Dubai (ANTARA News/Reuters) - Pemerintah Yaman dan pemberontak Syiah perlu menyelidiki tuduhan-tuduhan mengenai kejahatan perang dalam konflik mereka di wilayah utara karena saat ini gencatan senjata sedang diberlakukan, kata kelompok hak asasi manusia HRW, Rabu.
"Sudah waktunya mengakhiri kebebasan dari hukuman di tengah penderitaan sipil di Yaman utara," kata Joe Stork, deputi direktur Timur Tengah untuk Human Rights Watch (HRW) yang berpusat di New York dalam sebuah pernyataan.
"Gencatan senjata saat ini merupakan peluang untuk memperkuat perlindungan terhadap warga sipil dengan menyelidiki tuduhan kejahatan perang dan memastikan bahwa korban mendapat perlakuan yang adil," katanya.
Kelompok-kelompok bantuan dan media mengeluhkan bahwa pemerintah membatasi akses ke banyak daerah perang selama pertempuran, yang telah mengakibatkan 250.000 orang mengungsi di negara miskin tersebut.
Sanaa, yang juga menghadapi gerakan pemisahan diri di wilayah selatan, mendapat tekanan gencar internasional agar mengakhiri perang di utara dan memusatkan perhatian untuk memerangi Al-Qaeda.
Selasa, Amnesti Internasional mengatakan, gambar-gambar yang mereka peroleh dari sumber independen menunjukkan bahwa kehancuran dalam perang di utara lebih buruk daripada yang diduga sebelumnya, dan pasar, masjid, tempat pengisian bahan bakar, usaha kecil, sekolah dasar dan puluhan rumah hancur rata.
"Gambar-gambar ini menunjukkan skala nyata dan ganasnya pemboman dan dampaknya pada warga sipil yang terperangkap di dalamnya," kata Philip Luther, deputi direktur regional Amnesti Internasional, dalam sebuah pernyataan.
Pemberontak utara dan pemerintah menyetujui gencatan senjata untuk mengakhiri perang di kawasan tersebut pada Februari. Sejumlah gencatan senjata sebelumnya tidak berhasil ditegakkan.
Gencatan senjata yang mulai berlaku Jumat (12/2) itu merupakan upaya terakhir pemerintah untuk mengakhiri pemberontakan di wilayah utara yang telah menewaskan ribuan orang dan mengakibatkan 250.000 orang mengungsi.
Kelompok pemberontak Zaidi atau Houthi, nama almarhum pemimpin mereka, berpangkalan di daerah pegunungan di perbatasan Arab Saudi, dimana mereka terlibat dalam pertempuran dengan pasukan Yaman dan Saudi.
Pasukan pemerintah terlibat dalam pertempuran sporadis dengan kelompok Syiah itu sejak 2004.
Kekerasan di Yaman bagian selatan juga meningkat dalam beberapa waktu terakhir ini ketika separatis yang memprotes pemerintah Presiden Ali Abdullah Saleh bentrok dengan pasukan keamanan yang menewaskan tiga polisi dan lima pemrotes.

Deskripsi Tugas »
Tolong tentukan apakah setiap pernyataan berikut sesuai dengan teks di atas, jawab ya atau tidak, dan kutip kata-kata dari teks yang menjadi dasarnya: (a) Human Rights Watch berpusat di New York. (b) Gencatan senjata di wilayah utara mulai berlaku pada hari Selasa. (c) Pasukan pemerintah sudah bertempur dengan kelompok Syiah itu sejak 2004.

Item yang Tersedia »
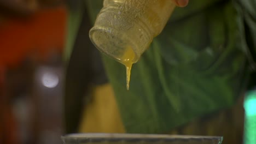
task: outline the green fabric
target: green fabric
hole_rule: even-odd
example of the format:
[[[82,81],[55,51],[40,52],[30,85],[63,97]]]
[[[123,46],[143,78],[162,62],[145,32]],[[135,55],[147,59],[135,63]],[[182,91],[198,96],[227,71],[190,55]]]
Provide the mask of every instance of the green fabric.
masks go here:
[[[83,4],[83,3],[81,3]],[[75,8],[69,8],[67,19],[67,35],[63,59],[65,62],[69,60],[78,31],[82,19],[84,10],[84,4],[80,4]]]
[[[86,2],[94,22],[102,1]],[[127,133],[167,133],[232,105],[248,76],[237,17],[227,0],[176,8],[134,64],[129,91],[125,67],[103,56]]]

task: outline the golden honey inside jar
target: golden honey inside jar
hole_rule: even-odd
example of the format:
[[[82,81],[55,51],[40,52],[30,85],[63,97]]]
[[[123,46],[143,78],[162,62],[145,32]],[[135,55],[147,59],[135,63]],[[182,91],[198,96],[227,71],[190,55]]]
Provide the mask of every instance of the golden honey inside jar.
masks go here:
[[[170,0],[104,0],[90,38],[102,52],[124,64],[129,88],[132,64],[161,32],[175,7]]]

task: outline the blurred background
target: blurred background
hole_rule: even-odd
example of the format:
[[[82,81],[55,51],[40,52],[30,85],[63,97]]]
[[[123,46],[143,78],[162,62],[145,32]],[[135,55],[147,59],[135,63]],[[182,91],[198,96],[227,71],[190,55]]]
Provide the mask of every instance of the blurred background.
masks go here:
[[[61,0],[0,1],[0,143],[60,143],[66,17]]]

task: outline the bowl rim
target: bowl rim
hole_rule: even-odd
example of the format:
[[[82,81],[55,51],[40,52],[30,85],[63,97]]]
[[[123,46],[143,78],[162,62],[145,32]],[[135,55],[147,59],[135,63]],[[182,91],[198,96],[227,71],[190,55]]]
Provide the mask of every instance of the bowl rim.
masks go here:
[[[88,142],[101,141],[127,141],[136,142],[146,141],[172,141],[176,140],[195,141],[211,140],[218,141],[219,143],[223,140],[222,136],[201,136],[201,135],[182,135],[168,134],[119,134],[119,133],[73,133],[61,136],[63,142]],[[65,143],[64,142],[64,143]]]

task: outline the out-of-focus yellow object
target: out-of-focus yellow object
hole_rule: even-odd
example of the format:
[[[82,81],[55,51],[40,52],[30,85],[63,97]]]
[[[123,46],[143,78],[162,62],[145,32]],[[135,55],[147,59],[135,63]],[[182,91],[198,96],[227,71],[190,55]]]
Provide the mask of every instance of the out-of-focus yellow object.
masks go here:
[[[84,107],[80,133],[123,133],[125,129],[110,84],[97,86]]]

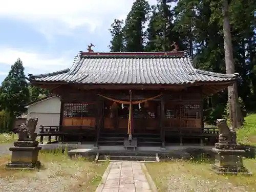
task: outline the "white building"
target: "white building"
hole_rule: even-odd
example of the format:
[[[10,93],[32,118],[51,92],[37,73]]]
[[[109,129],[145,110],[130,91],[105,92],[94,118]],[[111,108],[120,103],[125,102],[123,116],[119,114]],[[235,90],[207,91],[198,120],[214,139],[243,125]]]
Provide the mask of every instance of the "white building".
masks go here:
[[[27,120],[30,117],[38,119],[36,132],[39,133],[39,125],[59,126],[60,116],[60,98],[56,95],[49,95],[41,99],[29,103]]]

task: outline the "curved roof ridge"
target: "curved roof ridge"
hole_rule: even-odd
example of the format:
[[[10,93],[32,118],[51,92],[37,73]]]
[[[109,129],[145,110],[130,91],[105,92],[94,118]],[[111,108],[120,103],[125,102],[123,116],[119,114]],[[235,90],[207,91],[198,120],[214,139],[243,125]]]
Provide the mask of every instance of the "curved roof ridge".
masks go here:
[[[232,78],[232,77],[234,78],[237,77],[237,74],[227,74],[225,73],[212,72],[210,71],[207,71],[198,69],[196,69],[196,72],[203,75],[209,75],[214,77],[227,77],[227,78]]]
[[[62,73],[68,73],[70,71],[69,68],[67,68],[61,71],[57,71],[54,72],[45,73],[42,74],[38,74],[38,75],[33,75],[32,74],[29,74],[29,76],[30,78],[42,78],[42,77],[51,77],[52,76],[62,74]]]

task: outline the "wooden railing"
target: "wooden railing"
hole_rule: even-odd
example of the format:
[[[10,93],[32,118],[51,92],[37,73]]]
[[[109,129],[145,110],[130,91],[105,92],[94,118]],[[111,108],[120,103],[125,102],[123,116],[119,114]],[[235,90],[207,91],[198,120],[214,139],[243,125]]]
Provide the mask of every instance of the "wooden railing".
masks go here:
[[[218,128],[195,127],[165,127],[166,136],[175,136],[179,138],[180,144],[182,144],[185,138],[197,138],[200,140],[200,144],[204,144],[205,139],[207,138],[209,143],[214,144],[217,142],[219,135]]]
[[[59,141],[60,138],[67,135],[77,136],[78,142],[82,136],[89,132],[95,132],[95,128],[86,126],[43,126],[39,125],[40,143],[42,143],[44,136],[48,136],[48,143]],[[52,137],[55,137],[55,141],[52,142]]]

Hasil Tugas »
(a) Ya: "Human Rights Watch (HRW) yang berpusat di New York"
(b) Tidak: "Gencatan senjata yang mulai berlaku Jumat (12/2)"
(c) Ya: "Pasukan pemerintah terlibat dalam pertempuran sporadis dengan kelompok Syiah itu sejak 2004."